→ TASK PROMPT
Copy the stretch of the Folsom Street Fair history from "Poster Controversy (2007)" through "for conservative organizations." word for word.

→ PASSAGE
★ ★ ★ ★

Increased Legitimacy and Big Bucks (1997-2000s)
The Folsom Street Fair aligned organizationally with the Up Your Alley Fair, but would still struggle. “Both fairs had near-death experiences in the mid-1990s,” Dr. Rubin notes. Folsom wouldn’t get it together with Up Your Alley, who wouldn’t get it together with SF Pride, who wouldn’t get it together with LA Pride, who wouldn’t get it together with the Castro Street Fair. “Their scheduling was all over the place.”
The 5 fairs worked out recurring annual schedules that more or less remain in place today. The consistent schedules attracted more gay male tourists, suddenly a hot demographic as technological and pharmaceutical developments led to them making way more money and dying a whole lot less.
The Folsom Street Fair’s relationship with City Hall improved drastically. They snagged big-money sponsors like Miller beer and American Airlines. The Folsom Street Fair was raising a ton of money for both charity and City Hall. The fair was allowed to get crazier and crazier in its conduct and marketing, all in the name of making San Francisco the home of a world class leather and kink party. What could possibly go wrong?
Poster Controversy (2007)
Shit hit the fan when the fair’s official poster was released in 2007, a leather culture parody of Da Vinci’s “Last Supper”. The Catholic League went berserk, and Miller Lite demanded to have their logo removed from the poster.
The poster art had been getting increasingly kinky and beefcakey over the years, but in the mid-2000s tried to incorporate more gender and body type variety. The posters evolved into ‘group shots’ that reflected the diversity of the fair’s attendees. A gay leather “Last Supper” with rubber fists and buttplugs strewn about the dinner table just seemed a logical extension of this.
Various Catholic organizations boycotted Miller beer, but with no financial effect. Protesting the poster every year no matter what turned into a reliable fundraising mechanism for conservative organizations.
Paradoxically, the Folsom Street Fair was now raising money for diametrically opposed kinky sex-positive groups and radical conservative religious groups.

★ ★ ★ ★

Dataset entries

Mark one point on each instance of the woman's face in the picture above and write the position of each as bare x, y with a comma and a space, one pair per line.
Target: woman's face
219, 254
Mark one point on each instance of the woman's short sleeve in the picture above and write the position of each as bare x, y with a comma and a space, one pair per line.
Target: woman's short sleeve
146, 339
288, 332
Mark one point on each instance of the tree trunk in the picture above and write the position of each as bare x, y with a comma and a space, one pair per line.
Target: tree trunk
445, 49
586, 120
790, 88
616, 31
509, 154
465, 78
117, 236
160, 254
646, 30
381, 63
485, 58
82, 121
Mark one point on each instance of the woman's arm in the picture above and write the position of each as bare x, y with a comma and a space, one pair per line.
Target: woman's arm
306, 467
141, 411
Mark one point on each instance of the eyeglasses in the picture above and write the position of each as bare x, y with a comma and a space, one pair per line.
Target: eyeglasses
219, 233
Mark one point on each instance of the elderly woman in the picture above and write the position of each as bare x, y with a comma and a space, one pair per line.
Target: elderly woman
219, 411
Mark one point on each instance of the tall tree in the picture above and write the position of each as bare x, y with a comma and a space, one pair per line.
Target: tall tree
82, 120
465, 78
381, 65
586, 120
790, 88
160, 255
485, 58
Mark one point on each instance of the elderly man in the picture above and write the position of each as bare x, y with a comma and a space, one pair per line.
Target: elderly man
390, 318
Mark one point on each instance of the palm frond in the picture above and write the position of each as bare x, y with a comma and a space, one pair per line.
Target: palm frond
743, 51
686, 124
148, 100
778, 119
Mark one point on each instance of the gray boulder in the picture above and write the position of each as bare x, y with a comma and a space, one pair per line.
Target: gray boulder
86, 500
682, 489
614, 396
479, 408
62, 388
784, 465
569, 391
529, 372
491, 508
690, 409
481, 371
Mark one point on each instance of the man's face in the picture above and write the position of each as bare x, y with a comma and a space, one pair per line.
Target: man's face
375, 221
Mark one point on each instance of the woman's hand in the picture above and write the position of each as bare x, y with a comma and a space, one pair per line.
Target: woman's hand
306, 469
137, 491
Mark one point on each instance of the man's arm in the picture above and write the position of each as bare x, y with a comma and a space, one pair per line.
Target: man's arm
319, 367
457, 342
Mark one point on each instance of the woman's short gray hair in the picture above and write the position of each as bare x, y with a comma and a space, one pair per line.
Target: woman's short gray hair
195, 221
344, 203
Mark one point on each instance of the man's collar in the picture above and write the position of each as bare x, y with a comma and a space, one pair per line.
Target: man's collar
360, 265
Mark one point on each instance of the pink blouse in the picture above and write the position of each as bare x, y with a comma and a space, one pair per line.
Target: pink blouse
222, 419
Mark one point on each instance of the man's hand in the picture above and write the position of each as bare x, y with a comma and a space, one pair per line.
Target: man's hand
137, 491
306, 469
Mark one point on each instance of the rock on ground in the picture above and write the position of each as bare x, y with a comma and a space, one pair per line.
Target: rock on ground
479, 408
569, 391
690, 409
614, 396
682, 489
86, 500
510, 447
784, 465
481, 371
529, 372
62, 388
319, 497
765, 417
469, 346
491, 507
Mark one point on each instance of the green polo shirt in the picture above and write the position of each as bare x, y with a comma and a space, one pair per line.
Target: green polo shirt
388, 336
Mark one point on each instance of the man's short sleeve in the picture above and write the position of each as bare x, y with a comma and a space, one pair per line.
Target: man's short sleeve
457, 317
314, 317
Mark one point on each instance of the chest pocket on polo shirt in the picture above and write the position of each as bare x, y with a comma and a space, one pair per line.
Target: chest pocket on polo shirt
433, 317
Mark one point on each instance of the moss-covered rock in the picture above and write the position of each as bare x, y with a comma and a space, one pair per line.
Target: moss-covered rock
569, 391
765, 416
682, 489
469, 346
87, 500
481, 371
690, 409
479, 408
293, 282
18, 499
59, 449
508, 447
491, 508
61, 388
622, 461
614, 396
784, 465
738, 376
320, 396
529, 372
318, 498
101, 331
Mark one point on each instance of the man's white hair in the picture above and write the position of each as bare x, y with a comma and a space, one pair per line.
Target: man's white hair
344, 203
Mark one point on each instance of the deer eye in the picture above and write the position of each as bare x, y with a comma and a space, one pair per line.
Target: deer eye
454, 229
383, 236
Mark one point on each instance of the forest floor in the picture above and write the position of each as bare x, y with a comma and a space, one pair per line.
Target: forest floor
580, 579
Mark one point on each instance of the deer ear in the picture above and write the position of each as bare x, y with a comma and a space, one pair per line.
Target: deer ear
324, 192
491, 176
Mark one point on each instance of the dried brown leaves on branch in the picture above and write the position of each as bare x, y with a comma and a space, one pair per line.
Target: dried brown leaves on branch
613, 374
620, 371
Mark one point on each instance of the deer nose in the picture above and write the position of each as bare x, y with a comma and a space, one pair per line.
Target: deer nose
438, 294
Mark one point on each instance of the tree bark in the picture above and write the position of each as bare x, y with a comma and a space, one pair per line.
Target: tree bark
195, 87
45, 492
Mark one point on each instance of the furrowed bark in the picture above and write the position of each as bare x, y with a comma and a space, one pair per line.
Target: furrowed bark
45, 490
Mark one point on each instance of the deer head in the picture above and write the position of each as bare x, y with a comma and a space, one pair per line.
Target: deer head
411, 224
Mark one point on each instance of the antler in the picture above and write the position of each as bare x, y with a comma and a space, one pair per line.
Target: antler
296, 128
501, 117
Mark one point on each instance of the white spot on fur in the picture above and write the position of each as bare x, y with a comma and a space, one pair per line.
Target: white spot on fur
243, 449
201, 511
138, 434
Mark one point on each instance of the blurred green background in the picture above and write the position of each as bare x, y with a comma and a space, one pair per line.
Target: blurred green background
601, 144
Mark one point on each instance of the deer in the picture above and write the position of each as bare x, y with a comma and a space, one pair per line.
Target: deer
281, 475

★ ★ ★ ★

→ SOLUTION TO THE PROBLEM
Poster Controversy (2007)
Shit hit the fan when the fair’s official poster was released in 2007, a leather culture parody of Da Vinci’s “Last Supper”. The Catholic League went berserk, and Miller Lite demanded to have their logo removed from the poster.
The poster art had been getting increasingly kinky and beefcakey over the years, but in the mid-2000s tried to incorporate more gender and body type variety. The posters evolved into ‘group shots’ that reflected the diversity of the fair’s attendees. A gay leather “Last Supper” with rubber fists and buttplugs strewn about the dinner table just seemed a logical extension of this.
Various Catholic organizations boycotted Miller beer, but with no financial effect. Protesting the poster every year no matter what turned into a reliable fundraising mechanism for conservative organizations.